Records to use >>
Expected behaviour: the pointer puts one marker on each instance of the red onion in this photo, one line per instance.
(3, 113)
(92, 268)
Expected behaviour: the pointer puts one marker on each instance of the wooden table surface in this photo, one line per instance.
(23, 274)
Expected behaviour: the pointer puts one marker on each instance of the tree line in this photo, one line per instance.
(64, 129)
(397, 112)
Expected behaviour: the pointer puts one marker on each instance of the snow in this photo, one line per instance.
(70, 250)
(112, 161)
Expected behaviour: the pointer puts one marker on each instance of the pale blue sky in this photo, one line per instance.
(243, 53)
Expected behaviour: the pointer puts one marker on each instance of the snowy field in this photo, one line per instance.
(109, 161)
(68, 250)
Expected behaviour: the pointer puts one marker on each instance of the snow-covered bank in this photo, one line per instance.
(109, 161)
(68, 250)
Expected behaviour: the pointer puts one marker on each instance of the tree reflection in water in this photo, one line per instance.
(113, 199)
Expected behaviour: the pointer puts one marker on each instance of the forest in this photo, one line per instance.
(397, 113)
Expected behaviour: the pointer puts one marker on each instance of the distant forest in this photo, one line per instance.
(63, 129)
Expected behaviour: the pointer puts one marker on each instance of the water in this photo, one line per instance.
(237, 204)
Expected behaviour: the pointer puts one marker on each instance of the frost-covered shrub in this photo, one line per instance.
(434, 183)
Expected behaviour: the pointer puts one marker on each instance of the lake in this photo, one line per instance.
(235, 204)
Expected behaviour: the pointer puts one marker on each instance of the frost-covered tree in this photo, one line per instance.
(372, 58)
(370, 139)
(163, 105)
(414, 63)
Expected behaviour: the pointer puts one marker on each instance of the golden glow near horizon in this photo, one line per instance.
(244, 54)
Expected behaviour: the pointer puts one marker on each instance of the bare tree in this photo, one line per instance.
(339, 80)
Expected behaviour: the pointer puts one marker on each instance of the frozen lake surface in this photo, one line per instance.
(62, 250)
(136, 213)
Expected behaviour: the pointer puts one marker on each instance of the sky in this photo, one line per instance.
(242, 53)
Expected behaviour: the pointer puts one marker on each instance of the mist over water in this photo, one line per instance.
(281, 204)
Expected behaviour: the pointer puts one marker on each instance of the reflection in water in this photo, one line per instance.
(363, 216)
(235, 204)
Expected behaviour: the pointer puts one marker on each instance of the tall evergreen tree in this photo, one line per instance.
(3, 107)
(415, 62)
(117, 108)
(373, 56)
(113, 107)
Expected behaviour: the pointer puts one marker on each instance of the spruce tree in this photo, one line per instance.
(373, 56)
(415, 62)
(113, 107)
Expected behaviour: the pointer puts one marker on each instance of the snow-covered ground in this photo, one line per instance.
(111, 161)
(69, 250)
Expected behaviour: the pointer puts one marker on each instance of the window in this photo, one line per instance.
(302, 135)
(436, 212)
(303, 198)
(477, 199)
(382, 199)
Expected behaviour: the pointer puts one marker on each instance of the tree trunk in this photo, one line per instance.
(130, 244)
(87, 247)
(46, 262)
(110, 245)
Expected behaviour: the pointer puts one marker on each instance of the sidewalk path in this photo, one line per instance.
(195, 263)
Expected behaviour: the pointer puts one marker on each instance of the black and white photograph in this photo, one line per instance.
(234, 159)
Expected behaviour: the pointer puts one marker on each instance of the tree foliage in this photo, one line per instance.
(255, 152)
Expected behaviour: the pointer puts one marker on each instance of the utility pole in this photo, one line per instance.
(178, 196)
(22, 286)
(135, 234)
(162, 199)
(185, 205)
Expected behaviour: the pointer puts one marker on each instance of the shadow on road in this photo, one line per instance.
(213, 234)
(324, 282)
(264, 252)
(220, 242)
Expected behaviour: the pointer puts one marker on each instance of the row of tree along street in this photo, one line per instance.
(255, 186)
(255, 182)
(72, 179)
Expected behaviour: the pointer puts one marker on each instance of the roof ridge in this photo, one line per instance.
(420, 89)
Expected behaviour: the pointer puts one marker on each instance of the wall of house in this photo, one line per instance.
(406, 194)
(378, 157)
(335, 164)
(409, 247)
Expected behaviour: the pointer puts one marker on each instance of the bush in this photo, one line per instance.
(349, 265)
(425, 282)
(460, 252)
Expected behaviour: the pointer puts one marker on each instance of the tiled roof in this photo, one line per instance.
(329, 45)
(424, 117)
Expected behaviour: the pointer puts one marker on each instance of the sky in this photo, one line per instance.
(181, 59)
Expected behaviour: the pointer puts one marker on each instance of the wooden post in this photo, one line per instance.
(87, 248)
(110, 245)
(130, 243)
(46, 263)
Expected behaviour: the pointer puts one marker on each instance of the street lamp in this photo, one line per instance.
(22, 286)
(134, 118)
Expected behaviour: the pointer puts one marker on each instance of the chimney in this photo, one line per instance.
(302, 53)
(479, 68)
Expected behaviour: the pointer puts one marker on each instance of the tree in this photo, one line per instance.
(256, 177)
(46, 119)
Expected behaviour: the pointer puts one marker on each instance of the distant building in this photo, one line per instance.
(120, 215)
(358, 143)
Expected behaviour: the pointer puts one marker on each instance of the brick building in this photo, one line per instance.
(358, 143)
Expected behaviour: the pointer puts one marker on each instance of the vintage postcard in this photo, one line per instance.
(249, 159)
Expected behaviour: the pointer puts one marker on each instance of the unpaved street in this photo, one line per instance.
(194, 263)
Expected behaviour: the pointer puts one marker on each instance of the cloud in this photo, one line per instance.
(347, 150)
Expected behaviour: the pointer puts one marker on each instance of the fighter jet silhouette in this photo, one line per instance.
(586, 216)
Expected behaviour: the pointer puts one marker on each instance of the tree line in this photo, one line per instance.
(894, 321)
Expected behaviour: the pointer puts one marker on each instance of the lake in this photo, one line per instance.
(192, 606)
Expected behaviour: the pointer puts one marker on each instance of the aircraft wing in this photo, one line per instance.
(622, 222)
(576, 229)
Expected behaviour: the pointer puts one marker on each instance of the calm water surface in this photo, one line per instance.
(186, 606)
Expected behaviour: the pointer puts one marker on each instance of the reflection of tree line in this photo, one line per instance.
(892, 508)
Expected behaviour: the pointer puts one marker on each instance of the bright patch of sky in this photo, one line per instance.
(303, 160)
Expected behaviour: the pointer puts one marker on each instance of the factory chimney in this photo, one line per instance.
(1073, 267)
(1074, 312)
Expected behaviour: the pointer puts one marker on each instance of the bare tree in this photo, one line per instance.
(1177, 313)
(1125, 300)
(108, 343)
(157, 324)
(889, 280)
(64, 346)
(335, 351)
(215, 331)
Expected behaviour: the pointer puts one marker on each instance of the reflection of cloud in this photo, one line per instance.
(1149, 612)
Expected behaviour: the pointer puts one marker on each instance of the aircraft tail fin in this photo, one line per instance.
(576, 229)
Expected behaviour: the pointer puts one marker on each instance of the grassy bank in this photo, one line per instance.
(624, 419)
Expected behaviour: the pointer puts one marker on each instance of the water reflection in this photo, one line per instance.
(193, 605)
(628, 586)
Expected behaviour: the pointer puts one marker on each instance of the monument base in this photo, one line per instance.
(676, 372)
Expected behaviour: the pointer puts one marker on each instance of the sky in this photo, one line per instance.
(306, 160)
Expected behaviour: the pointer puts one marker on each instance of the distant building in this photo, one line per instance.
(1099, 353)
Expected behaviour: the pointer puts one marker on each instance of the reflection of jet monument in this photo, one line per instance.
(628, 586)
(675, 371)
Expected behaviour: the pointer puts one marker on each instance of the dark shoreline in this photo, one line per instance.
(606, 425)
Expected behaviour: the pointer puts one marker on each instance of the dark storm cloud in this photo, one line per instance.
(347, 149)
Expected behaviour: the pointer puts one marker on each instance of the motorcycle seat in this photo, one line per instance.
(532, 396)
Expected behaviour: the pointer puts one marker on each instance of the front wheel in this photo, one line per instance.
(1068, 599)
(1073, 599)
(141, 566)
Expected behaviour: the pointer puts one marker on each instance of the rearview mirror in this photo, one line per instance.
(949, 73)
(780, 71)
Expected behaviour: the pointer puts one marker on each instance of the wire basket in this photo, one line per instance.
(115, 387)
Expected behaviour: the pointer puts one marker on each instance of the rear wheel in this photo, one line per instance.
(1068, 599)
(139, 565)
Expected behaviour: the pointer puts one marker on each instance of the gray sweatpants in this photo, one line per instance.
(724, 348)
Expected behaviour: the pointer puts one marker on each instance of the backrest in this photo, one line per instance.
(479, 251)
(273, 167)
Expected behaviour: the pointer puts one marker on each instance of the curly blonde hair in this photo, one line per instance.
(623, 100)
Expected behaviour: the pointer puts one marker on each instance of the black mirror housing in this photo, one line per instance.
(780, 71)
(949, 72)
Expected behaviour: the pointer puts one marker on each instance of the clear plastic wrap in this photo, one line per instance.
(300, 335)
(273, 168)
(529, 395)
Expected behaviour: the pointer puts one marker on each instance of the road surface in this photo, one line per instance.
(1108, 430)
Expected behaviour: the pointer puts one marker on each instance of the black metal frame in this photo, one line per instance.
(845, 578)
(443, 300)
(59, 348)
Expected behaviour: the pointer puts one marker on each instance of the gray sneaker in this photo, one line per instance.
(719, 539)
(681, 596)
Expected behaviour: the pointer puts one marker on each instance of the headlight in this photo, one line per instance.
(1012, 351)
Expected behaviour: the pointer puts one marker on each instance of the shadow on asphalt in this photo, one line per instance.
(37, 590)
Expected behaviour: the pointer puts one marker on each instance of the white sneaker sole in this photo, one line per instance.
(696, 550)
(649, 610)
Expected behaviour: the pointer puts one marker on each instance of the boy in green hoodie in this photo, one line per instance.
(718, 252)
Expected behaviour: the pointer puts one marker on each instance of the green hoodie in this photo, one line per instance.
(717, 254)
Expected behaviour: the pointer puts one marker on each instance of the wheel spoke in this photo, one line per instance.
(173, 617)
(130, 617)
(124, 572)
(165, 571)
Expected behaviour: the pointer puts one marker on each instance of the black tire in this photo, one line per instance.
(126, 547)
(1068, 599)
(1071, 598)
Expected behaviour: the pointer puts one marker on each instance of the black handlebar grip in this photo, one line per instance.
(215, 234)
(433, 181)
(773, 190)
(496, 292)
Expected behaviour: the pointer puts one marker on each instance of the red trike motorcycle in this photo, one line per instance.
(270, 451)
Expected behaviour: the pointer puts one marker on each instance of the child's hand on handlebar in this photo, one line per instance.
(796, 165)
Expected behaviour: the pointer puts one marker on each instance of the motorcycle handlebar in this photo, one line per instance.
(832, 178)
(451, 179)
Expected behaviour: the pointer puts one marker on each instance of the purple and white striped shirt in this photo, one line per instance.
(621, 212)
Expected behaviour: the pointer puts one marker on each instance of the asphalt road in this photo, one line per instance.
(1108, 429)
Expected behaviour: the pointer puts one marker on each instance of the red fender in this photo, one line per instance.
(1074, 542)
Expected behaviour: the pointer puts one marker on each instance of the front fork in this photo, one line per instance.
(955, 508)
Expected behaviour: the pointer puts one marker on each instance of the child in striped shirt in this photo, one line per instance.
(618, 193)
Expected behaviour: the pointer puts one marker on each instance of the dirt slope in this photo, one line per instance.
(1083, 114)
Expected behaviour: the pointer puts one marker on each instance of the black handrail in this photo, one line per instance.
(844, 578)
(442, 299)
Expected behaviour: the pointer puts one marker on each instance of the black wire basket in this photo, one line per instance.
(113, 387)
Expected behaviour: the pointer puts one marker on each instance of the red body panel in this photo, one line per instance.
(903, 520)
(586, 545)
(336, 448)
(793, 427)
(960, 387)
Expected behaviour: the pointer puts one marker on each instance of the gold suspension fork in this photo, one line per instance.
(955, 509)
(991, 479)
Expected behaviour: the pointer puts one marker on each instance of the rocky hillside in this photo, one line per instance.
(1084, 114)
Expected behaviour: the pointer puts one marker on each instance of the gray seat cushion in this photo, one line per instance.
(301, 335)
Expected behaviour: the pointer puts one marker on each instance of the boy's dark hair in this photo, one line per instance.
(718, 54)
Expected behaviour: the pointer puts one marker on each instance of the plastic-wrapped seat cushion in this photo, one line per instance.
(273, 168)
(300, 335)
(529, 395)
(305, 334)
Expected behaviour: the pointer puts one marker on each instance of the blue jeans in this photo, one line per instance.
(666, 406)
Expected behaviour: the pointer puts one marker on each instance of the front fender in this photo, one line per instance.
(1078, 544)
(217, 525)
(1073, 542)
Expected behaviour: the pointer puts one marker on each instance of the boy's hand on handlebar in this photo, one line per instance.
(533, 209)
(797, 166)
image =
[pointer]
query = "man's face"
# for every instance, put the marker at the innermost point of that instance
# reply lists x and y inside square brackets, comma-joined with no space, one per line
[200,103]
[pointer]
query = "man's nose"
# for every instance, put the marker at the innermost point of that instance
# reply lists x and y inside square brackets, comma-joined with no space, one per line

What you have to do >> Word for word, retype the lines from the one containing "slope in this photo, one line per instance." through the final line of the data, including both ends and nothing more.

Result >>
Expected behaviour: the pointer puts one marker on each instance of the dirt slope in this photo, one line per instance.
(1083, 114)
Expected behaviour: the pointer puts one marker on each instance of the black handrail in this photo, one line per instance.
(844, 578)
(442, 299)
Expected behaviour: the pointer puts one marker on each instance of the black wire basket in this photo, one line per instance.
(113, 387)
Expected behaviour: the pointer puts one marker on each instance of the red body panel in this photo, one line per instance.
(903, 520)
(586, 545)
(336, 448)
(793, 427)
(960, 387)
Expected behaviour: the pointer puts one marker on each instance of the gold suspension fork in this photo, one line per instance.
(955, 509)
(991, 479)
Expected behaviour: the pointer puts one marker on each instance of the rocky hillside in this photo, one line per instance.
(1084, 114)
Expected behaviour: the pointer puts one marker on each instance of the gray seat cushion in this photo, one line per instance.
(301, 335)
Expected behaviour: the pointer puts one marker on each instance of the boy's dark hair in this photo, one line per instance.
(718, 54)
Expected behaviour: the pointer puts one marker on each instance of the plastic-wrapped seat cushion in this photo, one line per instance.
(273, 168)
(300, 335)
(529, 395)
(305, 334)
Expected behaviour: the pointer puts one marker on each instance of the blue jeans in this photo, one line per instance.
(666, 406)
Expected behaviour: the pointer puts one marker on each instance of the front fender in this photo, one line per instance.
(1078, 544)
(217, 525)
(1073, 542)
Expected behaviour: the pointer puts one marker on each instance of the boy's hand on handlebar in this photo, one line per instance.
(533, 209)
(797, 166)
image =
[pointer]
query = "man's face"
# for every instance, put the marker at the innermost point of that instance
# reply lists x and y inside square brackets, comma-joined with no space, one per line
[200,103]
[pointer]
query = "man's nose"
# for every instance, put the marker at the innermost point of that instance
# reply lists x and y inside square brackets, comma-joined with no space, one per line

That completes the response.